ACTIONS TO TAKE:
1. In the passage about Terry Parker, when did he say he would pick the woman up?
2. Please retype the passage about Terry Parker word for word, starting at "One evening, as" and ending at "anytime he wanted.".

### PASSAGE PROVIDED ###

One evening, as Terry Parker started closing up his gas station, a woman walked in and asked for help. Her car had broken down a couple blocks away. 

When Terry towed her car to his station and inspected it, he quickly saw and explained the problem. That’s when she told him she didn’t have enough money to fix it. Could she barter her services for the repair? As a prostitute, she would give him two hours anytime he wanted. 

He accepted her offer and said he would pick her up at 10:00 a.m. Sunday morning. So Terry and his wife showed up at her house and took her to their church, where she found a path to life’s higher ground.

Although I knew Terry for the last 50 years of his life, I never heard him tell that story, publicly or privately. A mutual friend told me (I did, however, verify it with Terry). I was not surprised; he was a genuinely humble man.

### INFORMATION GIVEN ###

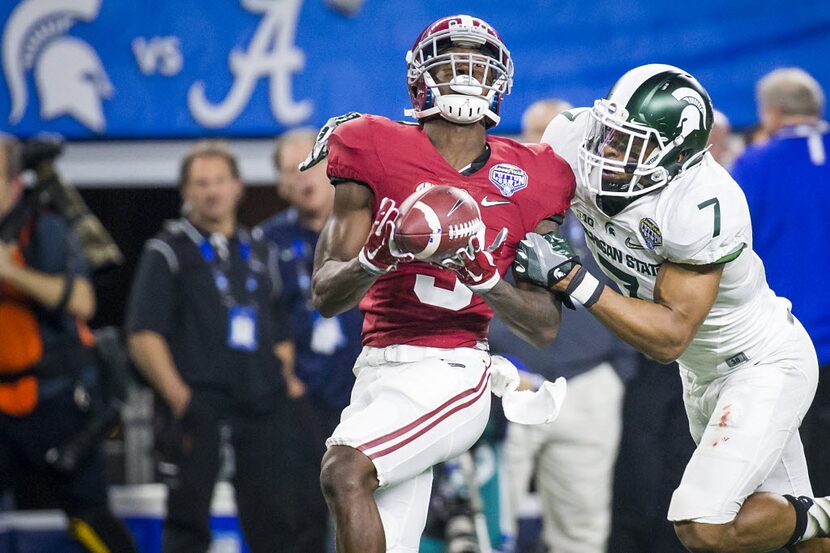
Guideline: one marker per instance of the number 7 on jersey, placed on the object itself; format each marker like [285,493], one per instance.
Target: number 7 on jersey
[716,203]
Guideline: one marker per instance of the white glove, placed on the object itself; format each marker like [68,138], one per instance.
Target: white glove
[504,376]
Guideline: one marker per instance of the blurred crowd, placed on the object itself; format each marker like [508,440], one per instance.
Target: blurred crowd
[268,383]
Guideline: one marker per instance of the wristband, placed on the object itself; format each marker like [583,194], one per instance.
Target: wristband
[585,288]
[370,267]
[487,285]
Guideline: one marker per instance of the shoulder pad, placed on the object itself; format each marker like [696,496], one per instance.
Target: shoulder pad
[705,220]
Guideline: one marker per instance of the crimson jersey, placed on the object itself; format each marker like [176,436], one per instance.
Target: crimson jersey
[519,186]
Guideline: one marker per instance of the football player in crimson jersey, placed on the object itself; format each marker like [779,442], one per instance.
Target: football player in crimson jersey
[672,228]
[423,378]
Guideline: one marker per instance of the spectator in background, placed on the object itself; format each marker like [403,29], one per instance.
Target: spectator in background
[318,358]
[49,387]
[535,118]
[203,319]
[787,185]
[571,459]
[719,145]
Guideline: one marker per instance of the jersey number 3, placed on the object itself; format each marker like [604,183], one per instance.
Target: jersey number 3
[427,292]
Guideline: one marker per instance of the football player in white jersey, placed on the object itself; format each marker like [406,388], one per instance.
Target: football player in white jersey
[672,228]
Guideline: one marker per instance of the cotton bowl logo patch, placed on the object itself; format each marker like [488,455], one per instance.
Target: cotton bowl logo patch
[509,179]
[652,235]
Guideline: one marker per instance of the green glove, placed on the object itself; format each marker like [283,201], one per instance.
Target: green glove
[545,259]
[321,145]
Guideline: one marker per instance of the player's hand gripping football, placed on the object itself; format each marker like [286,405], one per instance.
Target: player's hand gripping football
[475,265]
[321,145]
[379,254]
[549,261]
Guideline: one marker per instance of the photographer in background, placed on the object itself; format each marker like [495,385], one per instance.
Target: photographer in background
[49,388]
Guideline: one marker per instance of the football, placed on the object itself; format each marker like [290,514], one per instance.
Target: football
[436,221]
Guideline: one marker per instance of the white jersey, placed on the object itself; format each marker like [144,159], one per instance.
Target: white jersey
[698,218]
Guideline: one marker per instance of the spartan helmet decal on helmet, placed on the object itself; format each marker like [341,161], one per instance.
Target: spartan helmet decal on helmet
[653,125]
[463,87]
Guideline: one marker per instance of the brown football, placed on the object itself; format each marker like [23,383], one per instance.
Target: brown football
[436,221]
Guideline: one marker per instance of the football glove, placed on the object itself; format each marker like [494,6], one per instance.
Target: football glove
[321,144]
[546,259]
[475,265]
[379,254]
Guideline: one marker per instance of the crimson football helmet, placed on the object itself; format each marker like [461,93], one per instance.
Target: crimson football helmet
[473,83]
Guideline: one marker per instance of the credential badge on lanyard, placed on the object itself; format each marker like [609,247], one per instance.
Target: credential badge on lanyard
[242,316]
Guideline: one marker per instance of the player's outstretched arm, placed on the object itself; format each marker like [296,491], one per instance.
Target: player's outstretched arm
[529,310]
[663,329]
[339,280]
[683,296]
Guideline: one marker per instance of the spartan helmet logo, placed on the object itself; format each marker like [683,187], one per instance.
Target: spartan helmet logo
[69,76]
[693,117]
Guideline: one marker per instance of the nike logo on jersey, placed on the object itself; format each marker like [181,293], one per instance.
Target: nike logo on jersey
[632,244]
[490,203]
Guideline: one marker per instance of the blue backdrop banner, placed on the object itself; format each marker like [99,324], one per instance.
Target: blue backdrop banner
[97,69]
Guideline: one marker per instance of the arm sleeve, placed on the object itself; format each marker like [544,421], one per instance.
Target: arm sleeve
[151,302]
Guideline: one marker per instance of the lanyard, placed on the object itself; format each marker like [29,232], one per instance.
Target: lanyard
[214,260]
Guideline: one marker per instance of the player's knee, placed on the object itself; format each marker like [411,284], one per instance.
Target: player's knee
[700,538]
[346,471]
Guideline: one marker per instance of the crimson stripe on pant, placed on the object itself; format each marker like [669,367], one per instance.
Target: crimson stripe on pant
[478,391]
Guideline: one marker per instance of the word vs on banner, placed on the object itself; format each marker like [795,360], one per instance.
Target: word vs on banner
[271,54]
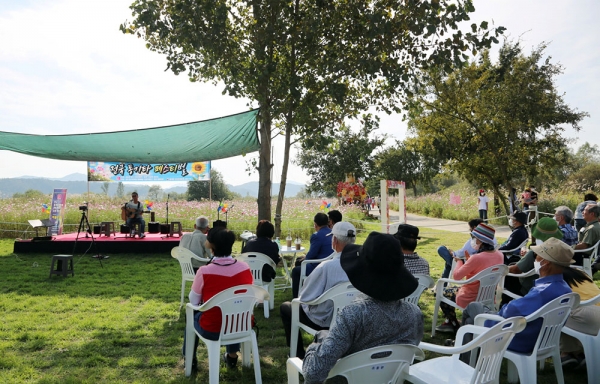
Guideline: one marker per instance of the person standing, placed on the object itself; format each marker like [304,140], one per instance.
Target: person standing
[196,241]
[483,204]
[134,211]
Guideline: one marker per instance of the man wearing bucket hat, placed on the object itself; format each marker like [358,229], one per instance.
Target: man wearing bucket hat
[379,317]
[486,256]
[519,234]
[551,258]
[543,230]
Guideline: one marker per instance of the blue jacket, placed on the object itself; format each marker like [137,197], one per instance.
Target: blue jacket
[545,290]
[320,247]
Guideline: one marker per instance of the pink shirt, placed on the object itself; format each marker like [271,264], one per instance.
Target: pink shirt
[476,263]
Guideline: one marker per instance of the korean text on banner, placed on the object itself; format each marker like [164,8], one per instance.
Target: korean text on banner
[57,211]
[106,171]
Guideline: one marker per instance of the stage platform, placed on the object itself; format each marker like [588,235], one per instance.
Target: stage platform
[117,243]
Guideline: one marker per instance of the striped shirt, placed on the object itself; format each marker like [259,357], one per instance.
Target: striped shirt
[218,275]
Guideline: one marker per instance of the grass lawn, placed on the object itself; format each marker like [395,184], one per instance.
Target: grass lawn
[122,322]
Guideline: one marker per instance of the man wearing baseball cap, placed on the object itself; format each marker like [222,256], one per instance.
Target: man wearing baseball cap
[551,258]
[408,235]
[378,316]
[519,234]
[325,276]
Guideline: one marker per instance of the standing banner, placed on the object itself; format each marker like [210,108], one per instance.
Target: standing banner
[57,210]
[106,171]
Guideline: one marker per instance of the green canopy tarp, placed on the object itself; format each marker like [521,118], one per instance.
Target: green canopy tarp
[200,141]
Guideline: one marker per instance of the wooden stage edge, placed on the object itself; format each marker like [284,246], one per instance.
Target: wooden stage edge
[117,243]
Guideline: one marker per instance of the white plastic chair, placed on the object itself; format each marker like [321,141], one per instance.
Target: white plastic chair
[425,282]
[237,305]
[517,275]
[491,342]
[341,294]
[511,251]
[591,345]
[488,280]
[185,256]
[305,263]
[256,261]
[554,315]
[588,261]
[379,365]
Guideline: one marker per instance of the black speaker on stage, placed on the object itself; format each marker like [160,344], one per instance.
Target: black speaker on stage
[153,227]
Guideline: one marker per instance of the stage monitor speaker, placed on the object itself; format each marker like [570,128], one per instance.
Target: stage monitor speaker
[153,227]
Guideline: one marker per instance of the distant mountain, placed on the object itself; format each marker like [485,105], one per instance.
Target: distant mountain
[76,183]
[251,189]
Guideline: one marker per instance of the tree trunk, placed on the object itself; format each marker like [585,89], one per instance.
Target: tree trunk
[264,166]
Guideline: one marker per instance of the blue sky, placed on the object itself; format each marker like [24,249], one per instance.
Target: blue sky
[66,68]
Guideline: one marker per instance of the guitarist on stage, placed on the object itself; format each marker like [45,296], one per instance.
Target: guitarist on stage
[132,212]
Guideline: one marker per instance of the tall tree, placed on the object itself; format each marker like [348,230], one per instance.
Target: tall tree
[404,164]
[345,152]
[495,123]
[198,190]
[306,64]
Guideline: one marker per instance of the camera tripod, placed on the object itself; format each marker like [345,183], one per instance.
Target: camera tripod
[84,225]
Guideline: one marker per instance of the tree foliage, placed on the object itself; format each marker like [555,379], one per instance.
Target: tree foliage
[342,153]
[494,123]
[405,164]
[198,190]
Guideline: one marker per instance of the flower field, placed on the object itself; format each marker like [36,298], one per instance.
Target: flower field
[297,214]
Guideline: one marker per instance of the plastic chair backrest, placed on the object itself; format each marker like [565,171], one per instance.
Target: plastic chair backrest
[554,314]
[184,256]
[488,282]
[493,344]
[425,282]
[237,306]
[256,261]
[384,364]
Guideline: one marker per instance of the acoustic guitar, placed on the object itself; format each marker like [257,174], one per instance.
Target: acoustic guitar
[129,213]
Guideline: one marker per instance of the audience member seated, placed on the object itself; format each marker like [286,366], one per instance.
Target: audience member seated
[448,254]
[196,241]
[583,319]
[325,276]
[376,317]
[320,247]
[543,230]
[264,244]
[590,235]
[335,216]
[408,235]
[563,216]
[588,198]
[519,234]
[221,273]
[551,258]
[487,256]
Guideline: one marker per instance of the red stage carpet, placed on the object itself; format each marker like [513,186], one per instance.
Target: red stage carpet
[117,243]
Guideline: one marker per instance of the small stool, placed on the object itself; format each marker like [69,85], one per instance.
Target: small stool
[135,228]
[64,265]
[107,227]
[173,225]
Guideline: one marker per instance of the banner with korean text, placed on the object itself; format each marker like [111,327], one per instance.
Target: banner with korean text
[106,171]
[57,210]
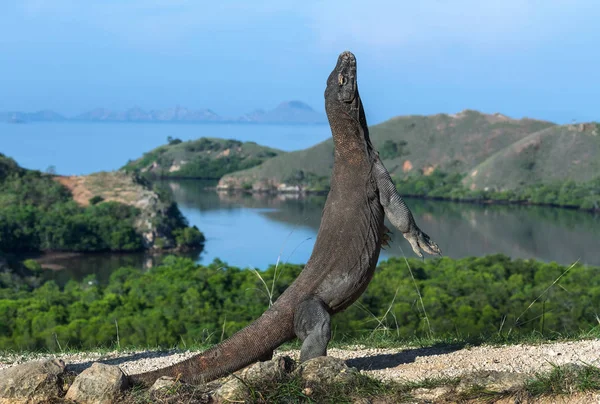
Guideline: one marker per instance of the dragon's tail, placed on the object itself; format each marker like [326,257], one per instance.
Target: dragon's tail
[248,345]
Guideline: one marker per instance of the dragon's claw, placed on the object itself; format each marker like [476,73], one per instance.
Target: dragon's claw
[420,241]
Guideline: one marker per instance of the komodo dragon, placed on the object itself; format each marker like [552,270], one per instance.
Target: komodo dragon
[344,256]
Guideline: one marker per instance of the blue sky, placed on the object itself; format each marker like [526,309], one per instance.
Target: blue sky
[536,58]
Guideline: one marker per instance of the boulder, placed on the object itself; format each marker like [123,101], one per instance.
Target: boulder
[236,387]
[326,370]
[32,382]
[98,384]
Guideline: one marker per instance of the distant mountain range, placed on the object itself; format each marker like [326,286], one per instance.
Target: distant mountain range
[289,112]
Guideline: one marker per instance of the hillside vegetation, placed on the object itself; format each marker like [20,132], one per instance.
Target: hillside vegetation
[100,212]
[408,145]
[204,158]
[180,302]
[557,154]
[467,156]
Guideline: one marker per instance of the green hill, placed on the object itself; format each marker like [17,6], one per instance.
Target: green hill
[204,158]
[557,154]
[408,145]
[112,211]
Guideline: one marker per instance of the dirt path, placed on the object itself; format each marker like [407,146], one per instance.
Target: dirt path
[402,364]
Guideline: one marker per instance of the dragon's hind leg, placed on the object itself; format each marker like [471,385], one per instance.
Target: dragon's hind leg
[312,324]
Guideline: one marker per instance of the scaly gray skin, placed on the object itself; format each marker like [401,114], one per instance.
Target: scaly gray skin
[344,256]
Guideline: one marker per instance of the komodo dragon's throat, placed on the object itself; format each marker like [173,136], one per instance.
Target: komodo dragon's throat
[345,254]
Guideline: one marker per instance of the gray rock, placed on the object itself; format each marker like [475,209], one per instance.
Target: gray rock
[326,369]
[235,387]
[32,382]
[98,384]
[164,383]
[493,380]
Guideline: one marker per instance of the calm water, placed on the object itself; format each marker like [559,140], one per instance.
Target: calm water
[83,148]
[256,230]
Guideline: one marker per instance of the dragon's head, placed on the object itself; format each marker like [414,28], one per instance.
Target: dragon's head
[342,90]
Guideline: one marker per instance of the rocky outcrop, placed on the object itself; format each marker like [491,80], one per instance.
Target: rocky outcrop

###

SOLUTIONS FOR EACH TASK:
1. At 10:00 a.m. Sunday morning.

2.
One evening, as Terry Parker started closing up his gas station, a woman walked in and asked for help. Her car had broken down a couple blocks away. 

When Terry towed her car to his station and inspected it, he quickly saw and explained the problem. That’s when she told him she didn’t have enough money to fix it. Could she barter her services for the repair? As a prostitute, she would give him two hours anytime he wanted.